**Problem to work on**
How many lines in the material below contain the string "trim"? Reply with the number alone.

(Dataset records)
— START —

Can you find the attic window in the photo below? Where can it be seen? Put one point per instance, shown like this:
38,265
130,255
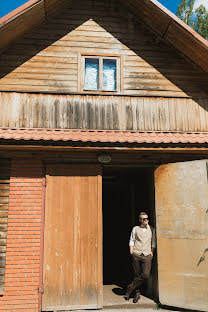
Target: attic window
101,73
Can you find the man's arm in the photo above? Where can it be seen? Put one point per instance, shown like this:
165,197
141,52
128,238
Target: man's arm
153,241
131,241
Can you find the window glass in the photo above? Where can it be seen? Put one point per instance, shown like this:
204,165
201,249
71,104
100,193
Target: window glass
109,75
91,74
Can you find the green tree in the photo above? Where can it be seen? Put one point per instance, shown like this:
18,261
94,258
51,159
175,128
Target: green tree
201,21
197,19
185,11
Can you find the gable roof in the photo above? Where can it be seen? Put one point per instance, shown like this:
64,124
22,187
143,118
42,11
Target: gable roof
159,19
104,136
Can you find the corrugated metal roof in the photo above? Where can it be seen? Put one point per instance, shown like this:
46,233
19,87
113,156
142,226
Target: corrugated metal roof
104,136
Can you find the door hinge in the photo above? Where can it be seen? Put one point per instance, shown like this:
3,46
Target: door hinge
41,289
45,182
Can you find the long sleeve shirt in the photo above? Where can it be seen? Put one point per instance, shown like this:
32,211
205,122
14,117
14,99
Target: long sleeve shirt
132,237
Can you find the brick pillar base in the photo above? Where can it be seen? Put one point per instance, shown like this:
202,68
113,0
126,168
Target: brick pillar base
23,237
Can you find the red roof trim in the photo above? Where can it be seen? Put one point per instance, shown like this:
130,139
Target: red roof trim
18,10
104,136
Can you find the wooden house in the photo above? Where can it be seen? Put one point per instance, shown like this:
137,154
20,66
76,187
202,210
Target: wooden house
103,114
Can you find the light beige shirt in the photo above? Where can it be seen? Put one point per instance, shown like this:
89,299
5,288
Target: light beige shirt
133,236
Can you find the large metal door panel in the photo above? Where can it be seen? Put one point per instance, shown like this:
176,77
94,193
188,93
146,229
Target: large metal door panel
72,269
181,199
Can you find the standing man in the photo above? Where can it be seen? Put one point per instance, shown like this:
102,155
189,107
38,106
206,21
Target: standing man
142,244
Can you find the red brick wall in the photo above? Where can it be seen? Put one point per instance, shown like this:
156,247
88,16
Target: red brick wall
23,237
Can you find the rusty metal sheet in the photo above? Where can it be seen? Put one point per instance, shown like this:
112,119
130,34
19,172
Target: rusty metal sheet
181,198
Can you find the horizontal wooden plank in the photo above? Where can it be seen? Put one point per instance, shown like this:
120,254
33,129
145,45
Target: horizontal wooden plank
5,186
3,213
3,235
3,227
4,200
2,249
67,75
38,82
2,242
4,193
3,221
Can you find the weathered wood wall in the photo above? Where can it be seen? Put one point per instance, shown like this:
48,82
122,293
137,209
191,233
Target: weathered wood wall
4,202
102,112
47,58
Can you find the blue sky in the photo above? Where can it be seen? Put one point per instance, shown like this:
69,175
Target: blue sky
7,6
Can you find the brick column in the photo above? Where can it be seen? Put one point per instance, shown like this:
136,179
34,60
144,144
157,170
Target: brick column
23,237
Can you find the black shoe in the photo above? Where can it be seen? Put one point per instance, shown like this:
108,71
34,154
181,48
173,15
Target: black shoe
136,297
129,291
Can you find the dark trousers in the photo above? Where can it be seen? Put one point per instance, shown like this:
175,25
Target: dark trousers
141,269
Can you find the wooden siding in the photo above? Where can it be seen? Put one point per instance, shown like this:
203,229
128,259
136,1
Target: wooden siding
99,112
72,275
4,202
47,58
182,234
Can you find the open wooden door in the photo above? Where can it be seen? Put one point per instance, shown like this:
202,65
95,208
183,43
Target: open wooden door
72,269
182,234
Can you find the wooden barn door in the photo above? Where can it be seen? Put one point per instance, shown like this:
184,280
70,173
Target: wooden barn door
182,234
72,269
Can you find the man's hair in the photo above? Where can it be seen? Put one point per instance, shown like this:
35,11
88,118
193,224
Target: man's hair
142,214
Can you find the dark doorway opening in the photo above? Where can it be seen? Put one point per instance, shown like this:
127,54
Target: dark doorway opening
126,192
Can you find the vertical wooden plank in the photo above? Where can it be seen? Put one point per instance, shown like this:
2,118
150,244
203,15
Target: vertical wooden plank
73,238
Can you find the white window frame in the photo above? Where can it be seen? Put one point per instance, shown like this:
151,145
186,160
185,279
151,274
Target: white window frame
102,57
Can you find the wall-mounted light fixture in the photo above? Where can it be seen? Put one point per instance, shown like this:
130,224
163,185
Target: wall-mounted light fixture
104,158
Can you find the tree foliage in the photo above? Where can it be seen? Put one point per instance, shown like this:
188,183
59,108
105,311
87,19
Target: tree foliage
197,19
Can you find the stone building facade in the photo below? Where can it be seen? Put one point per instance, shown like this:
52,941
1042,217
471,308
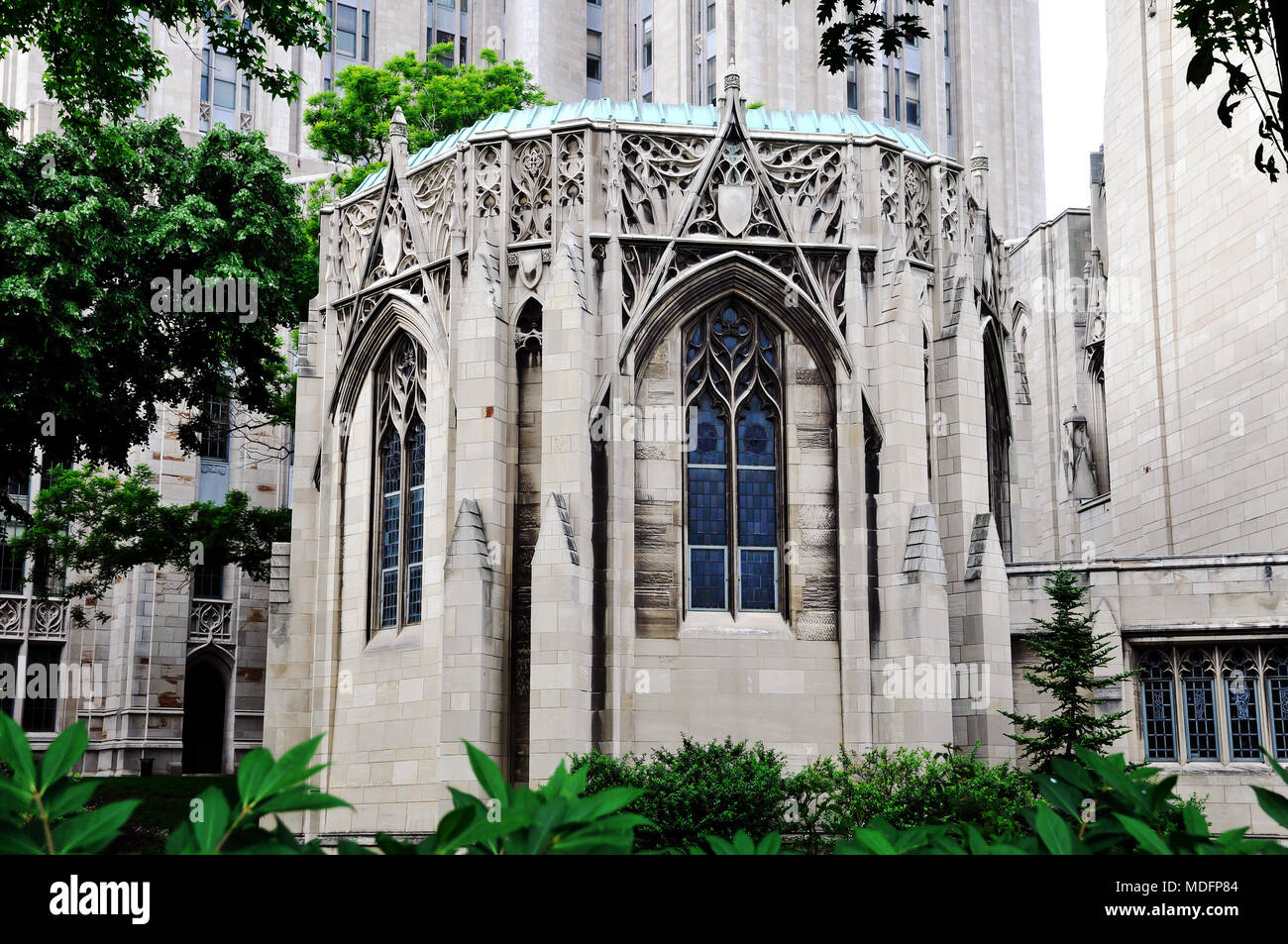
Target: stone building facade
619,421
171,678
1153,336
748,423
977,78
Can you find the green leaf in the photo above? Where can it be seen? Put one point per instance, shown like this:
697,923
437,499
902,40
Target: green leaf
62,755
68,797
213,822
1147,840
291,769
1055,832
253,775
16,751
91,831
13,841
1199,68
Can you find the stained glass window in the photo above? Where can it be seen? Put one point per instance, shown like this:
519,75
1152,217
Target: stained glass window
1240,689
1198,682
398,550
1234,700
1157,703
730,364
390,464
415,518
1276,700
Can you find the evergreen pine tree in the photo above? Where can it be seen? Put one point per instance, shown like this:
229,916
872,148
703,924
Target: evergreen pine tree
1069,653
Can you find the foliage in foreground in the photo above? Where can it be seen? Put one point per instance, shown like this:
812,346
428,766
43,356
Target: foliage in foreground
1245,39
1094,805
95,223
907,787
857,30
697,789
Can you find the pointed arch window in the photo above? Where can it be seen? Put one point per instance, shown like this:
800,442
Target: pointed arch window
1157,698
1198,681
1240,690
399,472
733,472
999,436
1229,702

— END —
— START —

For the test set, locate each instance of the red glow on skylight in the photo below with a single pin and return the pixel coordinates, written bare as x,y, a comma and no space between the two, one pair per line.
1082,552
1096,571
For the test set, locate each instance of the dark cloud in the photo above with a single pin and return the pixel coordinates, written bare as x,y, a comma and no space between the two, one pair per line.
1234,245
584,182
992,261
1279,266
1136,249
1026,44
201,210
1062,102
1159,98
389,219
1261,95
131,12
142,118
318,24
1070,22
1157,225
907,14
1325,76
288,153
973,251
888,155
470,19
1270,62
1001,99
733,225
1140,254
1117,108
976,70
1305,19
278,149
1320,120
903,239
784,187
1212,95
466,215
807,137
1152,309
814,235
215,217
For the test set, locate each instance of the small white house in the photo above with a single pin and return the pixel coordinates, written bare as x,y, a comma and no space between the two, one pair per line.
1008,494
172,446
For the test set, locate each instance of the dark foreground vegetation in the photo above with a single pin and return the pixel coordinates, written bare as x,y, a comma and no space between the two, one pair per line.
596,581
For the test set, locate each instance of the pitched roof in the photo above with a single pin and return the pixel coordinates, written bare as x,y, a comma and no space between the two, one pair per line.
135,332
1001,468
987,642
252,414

— END —
— START —

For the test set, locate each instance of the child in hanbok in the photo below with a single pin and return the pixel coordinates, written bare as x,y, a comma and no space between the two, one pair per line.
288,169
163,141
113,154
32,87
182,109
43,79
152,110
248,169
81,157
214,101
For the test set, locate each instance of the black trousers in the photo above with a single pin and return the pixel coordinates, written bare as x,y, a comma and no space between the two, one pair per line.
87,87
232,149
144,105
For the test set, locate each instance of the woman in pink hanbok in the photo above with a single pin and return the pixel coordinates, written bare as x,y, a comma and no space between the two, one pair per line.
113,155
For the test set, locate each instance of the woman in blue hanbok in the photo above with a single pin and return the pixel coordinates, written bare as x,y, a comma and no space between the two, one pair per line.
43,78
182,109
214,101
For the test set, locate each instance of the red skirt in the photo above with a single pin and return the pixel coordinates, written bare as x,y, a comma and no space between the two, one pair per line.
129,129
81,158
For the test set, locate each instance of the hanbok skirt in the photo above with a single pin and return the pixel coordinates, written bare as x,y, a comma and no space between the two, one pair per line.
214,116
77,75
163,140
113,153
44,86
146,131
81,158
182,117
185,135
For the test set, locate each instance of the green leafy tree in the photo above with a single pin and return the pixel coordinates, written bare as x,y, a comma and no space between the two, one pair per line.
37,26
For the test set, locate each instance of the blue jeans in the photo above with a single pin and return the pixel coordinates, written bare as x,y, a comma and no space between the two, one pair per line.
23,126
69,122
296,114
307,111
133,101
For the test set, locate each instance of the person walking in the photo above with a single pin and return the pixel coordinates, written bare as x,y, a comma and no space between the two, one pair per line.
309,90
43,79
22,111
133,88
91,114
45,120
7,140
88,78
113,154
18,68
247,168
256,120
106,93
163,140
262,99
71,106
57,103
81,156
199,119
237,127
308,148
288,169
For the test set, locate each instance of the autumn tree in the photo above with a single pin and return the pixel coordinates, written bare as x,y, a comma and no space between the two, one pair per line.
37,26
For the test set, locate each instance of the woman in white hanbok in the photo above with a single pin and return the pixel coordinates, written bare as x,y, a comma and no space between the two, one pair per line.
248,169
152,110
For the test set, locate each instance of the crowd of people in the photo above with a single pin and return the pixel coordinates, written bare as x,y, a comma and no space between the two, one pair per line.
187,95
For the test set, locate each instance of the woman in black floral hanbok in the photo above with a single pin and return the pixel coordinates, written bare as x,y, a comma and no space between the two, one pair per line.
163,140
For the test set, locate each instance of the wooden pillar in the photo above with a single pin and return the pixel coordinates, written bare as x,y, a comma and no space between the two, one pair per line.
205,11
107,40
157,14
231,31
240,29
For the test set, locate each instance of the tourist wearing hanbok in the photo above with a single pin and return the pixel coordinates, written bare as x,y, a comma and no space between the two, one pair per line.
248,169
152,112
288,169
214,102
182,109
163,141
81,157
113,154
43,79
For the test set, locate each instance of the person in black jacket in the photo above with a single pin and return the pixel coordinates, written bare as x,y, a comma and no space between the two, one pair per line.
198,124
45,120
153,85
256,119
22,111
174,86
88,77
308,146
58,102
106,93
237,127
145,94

— END —

**Answer in full**
2